● **WHAT TO PRODUCE**
Everything from the line that contains "Exercise. Identify the sign" through the final line of the records should be written out exactly, and nothing outside that span.

● **PROVIDED INFORMATION**
# # #
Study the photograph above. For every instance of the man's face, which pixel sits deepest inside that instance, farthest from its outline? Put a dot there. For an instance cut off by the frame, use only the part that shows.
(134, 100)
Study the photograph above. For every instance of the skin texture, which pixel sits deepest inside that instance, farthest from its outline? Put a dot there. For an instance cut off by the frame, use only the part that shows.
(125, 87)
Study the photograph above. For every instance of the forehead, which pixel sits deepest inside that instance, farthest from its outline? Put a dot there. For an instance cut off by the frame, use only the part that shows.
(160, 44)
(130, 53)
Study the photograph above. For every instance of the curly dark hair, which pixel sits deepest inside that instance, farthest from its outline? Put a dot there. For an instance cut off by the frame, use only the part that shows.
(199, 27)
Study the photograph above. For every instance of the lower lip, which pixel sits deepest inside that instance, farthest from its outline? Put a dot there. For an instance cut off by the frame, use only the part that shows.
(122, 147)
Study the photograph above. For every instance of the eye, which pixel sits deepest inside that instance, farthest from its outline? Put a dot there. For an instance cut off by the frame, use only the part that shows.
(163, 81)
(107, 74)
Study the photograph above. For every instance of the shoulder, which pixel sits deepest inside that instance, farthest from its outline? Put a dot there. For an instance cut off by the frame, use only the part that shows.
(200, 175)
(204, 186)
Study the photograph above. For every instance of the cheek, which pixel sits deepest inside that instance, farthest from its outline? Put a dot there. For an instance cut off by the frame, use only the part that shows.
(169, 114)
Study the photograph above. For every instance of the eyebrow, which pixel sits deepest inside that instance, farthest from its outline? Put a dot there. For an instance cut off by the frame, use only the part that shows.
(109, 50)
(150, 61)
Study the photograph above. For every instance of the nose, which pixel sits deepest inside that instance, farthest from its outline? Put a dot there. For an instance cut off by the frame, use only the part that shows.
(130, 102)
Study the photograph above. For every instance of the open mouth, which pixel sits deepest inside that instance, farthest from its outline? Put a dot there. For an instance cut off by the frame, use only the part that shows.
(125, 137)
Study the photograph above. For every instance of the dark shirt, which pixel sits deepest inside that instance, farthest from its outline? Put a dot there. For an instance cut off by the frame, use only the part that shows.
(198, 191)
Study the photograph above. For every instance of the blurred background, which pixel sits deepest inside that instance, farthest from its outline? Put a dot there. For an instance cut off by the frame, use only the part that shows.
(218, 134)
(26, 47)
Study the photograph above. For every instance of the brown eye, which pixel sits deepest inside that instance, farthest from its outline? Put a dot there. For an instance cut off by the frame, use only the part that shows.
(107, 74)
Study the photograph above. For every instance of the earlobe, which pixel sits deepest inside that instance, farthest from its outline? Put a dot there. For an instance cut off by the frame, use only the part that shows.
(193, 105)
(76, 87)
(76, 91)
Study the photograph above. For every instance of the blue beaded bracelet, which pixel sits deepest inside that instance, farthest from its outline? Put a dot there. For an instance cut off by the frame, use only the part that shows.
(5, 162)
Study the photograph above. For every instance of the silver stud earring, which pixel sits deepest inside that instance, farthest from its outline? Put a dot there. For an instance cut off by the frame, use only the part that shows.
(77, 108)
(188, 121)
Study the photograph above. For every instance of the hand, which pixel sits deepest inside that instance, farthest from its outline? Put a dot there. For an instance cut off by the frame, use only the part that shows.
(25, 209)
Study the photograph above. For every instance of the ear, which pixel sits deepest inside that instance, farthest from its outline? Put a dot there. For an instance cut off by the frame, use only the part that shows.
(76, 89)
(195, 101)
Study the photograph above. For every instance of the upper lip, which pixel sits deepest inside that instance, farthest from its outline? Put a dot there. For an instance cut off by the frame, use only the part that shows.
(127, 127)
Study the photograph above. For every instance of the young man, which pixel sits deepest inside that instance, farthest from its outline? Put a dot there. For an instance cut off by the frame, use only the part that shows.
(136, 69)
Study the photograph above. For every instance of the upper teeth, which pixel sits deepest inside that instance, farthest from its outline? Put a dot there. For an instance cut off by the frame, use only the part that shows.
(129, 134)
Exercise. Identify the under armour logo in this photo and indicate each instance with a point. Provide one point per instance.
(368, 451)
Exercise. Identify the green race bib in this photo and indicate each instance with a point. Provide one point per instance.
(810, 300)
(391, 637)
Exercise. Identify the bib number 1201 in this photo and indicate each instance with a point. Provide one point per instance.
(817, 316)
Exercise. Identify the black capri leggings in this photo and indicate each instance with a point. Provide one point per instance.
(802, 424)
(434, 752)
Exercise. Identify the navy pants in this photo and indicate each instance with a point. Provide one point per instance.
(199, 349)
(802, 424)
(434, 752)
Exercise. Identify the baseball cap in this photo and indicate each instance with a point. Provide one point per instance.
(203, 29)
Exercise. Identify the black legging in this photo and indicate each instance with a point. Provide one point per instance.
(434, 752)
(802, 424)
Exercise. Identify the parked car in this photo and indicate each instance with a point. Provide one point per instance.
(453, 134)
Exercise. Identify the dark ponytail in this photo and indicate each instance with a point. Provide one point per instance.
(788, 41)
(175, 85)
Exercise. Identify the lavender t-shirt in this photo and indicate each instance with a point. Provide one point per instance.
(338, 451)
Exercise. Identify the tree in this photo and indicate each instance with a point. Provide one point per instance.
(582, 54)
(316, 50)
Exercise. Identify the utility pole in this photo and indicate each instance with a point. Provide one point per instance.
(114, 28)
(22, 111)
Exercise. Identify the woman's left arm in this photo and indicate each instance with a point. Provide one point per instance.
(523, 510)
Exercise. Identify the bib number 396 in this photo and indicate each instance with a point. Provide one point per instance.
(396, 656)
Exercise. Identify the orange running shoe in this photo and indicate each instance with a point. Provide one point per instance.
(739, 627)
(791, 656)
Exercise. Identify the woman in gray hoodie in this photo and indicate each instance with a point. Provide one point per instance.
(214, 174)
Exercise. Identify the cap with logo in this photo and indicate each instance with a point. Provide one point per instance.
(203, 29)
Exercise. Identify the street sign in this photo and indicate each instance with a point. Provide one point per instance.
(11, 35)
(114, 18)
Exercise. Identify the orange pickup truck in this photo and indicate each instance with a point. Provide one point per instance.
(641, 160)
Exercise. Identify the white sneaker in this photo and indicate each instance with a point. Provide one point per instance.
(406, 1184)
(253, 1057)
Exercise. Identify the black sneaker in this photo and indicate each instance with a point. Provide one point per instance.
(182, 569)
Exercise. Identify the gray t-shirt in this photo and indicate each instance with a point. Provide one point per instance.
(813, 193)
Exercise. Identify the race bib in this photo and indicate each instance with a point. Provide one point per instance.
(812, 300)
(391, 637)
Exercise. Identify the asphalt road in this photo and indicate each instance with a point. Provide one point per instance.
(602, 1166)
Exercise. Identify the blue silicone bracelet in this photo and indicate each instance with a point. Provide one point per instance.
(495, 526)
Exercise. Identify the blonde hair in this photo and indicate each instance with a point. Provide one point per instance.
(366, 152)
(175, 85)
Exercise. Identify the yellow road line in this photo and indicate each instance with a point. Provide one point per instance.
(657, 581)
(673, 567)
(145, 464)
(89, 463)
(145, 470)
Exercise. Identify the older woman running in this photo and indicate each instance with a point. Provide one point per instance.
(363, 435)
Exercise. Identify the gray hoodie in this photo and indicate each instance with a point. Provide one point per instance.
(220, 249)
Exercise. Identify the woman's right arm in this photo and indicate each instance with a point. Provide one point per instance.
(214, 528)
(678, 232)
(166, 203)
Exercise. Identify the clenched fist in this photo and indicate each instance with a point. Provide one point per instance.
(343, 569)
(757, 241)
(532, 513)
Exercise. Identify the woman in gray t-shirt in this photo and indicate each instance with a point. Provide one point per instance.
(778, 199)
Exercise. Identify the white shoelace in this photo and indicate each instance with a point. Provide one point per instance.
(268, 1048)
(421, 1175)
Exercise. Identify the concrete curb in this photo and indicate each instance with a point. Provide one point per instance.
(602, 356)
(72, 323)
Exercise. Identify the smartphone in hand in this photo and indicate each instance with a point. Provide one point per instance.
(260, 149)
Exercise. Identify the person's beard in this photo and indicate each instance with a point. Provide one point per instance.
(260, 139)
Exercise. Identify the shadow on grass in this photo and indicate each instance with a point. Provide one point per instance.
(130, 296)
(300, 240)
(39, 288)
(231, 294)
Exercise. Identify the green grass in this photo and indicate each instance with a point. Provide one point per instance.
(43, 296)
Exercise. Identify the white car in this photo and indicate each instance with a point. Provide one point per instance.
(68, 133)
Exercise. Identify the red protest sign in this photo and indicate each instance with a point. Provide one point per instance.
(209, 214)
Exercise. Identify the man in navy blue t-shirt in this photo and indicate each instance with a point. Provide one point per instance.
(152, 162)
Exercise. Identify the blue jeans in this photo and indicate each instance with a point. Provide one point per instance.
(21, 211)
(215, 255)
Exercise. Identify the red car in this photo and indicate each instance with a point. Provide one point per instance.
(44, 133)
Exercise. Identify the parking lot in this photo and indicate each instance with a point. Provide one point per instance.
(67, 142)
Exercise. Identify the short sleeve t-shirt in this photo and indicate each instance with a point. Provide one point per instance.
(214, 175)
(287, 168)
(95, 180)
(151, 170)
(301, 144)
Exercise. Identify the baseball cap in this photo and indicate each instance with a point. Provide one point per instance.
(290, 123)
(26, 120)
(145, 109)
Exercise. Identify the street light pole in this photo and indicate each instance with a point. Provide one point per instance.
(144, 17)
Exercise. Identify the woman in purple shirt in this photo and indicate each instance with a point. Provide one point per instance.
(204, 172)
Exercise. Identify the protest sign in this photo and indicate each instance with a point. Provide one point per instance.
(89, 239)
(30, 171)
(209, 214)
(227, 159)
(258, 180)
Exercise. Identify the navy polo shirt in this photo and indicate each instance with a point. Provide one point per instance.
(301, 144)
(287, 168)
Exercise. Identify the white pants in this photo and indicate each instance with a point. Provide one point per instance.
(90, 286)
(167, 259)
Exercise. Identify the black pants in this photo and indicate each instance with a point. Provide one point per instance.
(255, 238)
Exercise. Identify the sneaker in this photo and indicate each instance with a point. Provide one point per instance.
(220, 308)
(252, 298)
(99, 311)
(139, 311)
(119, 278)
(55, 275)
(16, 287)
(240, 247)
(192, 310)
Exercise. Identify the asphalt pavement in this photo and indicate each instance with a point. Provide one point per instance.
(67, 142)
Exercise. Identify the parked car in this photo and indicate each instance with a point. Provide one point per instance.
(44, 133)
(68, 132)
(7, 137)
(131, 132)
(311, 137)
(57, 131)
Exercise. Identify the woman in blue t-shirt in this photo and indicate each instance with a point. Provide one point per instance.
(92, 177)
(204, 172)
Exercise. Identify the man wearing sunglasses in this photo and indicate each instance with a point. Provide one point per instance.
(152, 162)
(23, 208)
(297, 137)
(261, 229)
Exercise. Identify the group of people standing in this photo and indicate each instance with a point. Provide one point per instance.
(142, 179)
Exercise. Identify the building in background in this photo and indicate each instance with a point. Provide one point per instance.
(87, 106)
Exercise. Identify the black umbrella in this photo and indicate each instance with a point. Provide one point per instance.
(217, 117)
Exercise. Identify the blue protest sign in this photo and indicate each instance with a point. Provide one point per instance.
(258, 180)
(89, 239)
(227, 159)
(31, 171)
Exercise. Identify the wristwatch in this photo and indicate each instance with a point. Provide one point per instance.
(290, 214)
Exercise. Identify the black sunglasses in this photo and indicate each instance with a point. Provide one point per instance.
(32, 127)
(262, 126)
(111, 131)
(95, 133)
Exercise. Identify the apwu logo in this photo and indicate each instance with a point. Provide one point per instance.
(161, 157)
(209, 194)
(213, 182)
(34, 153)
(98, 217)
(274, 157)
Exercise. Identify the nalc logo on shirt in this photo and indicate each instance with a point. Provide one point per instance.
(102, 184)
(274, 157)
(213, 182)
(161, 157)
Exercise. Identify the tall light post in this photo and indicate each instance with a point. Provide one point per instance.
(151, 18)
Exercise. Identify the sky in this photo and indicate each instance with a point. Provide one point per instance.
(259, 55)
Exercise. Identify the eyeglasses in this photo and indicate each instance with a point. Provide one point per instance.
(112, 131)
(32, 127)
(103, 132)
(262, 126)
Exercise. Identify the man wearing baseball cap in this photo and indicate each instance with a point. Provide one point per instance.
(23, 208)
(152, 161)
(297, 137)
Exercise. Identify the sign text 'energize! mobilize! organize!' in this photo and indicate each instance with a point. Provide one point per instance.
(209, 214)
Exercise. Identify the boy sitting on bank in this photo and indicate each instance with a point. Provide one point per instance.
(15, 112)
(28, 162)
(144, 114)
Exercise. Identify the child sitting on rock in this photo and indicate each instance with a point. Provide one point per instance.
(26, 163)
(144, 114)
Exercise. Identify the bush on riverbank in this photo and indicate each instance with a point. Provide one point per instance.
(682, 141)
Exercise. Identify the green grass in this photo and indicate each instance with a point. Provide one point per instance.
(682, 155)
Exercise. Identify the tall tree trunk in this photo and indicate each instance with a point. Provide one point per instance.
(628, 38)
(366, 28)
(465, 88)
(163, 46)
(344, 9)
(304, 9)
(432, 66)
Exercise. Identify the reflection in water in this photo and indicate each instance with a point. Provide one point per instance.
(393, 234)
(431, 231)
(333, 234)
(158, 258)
# # #
● **REPLY**
Exercise. Identify the sign text 'energize! mobilize! organize!' in this photo and indicate each instance with a point. Provide one point per instance.
(209, 214)
Exercise. Identify the boy sitting on bank in this photo and indicate each instance with a point. Provide one point per instance.
(15, 112)
(28, 162)
(144, 114)
Exercise. Identify the child sitting on rock in this photo and indicate each instance with a point. Provide one point per instance.
(26, 163)
(144, 114)
Exercise. Identify the bush on riverbank in this photo and indicate each instance with a point. Provide one point per instance.
(682, 141)
Exercise. Identify the green grass in this photo and indicate each instance with a point. Provide one point per instance.
(682, 155)
Exercise. Identify the tall tree trunk in this photo and indicate each instance with a point. Provide one point per instance.
(628, 38)
(366, 28)
(465, 88)
(163, 46)
(344, 9)
(304, 9)
(432, 66)
Exercise. Identify the reflection in water in this photo and indicate each instance with a point. Provide one point per instance.
(393, 234)
(431, 231)
(333, 234)
(158, 258)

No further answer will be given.